Page:
•••••

Regression Calibration for Measurement Error Correction

Source: R/rcreg.R

rcreg is used to correct a regression object with a continuous independent variable measured with error via regression calibration by Carroll et al. (1995).

rcreg(
  reg = NULL,
  formula = NULL,
  data = NULL,
  weights = NULL,
  MEvariable = NULL,
  MEerror = NULL,
  variance = FALSE,
  nboot = 400
)

# S3 method for rcreg
coef(object, ...)

# S3 method for rcreg
vcov(object, ...)

# S3 method for rcreg
sigma(object, ...)

# S3 method for rcreg
formula(x, ...)

# S3 method for rcreg
family(object, ...)

# S3 method for rcreg
predict(object, ...)

# S3 method for rcreg
model.frame(formula, ...)

# S3 method for rcreg
print(x, ...)

# S3 method for rcreg
summary(object, ...)

# S3 method for summary.rcreg
print(x, digits = 4, ...)

# S3 method for rcreg
update(object, ..., evaluate = TRUE)

Arguments

reg

naive regression object. See Details.
formula

regression formula
data

new dataset for reg
weights

new weights for reg
MEvariable

variable measured with error
MEerror

standard deviation of the measurement error
variance

a logical value. If TRUE, correct the var-cov matrix of coefficients by bootstrapping. Default is FALSE.
nboot

number of boots for correcting the var-cov matrix of coefficients. Default is 400.
object

an object of class rcreg
...

additional arguments
x

an object of class rcreg
digits

minimal number of significant digits. See print.default.
evaluate

a logical value. If TRUE, the updated call is evaluated. Default is TRUE.

•••••

Stated goal 1: Set down the stretch of the rcreg page from "standard deviation of" through "Default is FALSE.", copying it word for word.
Stated goal 2: According to the rcreg page, what is the default number of boots used to correct the var-cov matrix of coefficients?

Stored rows:
•••••

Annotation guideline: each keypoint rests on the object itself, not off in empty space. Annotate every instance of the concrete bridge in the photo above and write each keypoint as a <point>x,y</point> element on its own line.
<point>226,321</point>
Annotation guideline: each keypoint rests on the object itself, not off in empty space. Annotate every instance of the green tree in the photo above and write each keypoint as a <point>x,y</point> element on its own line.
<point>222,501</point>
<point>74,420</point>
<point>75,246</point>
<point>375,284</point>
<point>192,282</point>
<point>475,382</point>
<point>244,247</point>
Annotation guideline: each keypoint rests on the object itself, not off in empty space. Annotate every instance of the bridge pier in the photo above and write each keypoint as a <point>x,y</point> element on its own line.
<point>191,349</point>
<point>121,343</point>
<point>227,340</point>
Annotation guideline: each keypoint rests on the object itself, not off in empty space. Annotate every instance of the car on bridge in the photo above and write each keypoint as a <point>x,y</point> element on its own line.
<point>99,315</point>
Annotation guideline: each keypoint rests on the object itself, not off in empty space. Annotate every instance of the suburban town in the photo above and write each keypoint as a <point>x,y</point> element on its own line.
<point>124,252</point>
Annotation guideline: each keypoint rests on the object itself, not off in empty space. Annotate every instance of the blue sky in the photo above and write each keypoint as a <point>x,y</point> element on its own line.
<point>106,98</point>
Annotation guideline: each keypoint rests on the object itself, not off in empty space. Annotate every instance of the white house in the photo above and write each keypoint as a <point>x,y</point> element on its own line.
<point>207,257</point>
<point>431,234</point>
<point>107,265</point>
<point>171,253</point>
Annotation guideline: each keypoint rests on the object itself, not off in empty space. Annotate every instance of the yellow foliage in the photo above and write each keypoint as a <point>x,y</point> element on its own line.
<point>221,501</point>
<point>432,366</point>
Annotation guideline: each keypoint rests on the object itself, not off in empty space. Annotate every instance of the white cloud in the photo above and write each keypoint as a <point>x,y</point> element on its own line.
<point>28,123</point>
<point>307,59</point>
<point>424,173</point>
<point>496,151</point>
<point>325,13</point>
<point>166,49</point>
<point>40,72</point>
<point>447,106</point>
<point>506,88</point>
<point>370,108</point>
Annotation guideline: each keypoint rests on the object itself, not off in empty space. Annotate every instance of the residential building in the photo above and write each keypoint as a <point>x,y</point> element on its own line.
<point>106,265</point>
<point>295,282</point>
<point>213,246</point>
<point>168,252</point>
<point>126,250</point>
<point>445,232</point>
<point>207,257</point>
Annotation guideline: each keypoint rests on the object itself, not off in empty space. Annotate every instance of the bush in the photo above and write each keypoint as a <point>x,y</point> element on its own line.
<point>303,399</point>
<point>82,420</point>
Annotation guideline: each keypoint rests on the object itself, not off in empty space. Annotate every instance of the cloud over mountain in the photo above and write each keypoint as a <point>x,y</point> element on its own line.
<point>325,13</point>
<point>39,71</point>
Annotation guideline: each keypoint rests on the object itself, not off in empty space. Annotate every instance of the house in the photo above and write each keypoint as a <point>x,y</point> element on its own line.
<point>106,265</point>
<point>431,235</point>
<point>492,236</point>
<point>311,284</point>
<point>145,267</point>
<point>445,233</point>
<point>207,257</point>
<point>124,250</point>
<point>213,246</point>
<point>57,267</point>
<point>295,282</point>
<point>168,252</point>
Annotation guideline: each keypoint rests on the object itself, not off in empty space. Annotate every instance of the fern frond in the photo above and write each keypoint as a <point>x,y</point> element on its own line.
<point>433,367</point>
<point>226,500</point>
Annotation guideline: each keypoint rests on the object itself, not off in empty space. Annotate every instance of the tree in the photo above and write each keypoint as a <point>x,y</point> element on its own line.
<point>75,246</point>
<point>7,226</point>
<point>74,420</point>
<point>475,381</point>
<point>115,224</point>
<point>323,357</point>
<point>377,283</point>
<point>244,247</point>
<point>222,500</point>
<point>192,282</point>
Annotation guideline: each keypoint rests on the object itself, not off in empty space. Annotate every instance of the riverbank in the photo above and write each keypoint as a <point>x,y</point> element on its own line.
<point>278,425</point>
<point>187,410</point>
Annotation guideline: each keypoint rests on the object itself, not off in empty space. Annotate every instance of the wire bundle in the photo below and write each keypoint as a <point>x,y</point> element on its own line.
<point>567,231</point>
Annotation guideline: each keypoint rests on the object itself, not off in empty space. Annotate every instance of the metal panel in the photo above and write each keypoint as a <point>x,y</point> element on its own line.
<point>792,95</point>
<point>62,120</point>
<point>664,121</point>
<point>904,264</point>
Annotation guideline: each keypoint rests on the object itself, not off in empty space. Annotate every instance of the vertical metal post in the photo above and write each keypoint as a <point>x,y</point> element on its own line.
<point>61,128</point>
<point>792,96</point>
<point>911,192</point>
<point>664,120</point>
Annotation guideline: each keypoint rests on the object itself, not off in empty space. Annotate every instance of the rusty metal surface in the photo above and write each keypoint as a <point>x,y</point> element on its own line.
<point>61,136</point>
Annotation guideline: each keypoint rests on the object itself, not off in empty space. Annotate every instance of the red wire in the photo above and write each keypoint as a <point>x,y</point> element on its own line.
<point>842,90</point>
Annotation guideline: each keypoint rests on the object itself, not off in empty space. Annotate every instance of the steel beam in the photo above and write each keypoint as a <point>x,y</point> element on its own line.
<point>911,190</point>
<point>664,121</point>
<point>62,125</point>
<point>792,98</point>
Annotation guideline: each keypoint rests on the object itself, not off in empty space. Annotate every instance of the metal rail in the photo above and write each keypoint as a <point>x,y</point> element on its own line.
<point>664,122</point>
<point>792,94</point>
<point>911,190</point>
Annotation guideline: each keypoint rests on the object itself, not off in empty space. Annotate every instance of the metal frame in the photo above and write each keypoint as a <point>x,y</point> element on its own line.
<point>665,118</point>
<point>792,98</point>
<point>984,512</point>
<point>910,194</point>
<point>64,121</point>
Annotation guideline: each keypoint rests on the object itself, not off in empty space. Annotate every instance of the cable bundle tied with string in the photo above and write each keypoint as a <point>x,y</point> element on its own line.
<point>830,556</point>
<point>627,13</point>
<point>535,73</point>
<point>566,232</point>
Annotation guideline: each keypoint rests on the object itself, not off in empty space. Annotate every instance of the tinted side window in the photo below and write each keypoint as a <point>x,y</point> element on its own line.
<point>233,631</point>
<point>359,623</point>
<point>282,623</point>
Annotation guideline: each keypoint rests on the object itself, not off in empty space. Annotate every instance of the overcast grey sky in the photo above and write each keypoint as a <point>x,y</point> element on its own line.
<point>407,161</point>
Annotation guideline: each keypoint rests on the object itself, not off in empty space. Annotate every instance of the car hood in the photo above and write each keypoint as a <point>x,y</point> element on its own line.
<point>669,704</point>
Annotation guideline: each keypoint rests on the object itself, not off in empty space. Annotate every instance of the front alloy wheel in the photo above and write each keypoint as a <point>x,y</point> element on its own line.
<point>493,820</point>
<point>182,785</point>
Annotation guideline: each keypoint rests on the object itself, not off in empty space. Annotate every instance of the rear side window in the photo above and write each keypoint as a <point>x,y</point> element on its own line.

•••••

Written response 1:
standard deviation of the measurement error
variance

a logical value. If TRUE, correct the var-cov matrix of coefficients by bootstrapping. Default is FALSE.

Written response 2: 400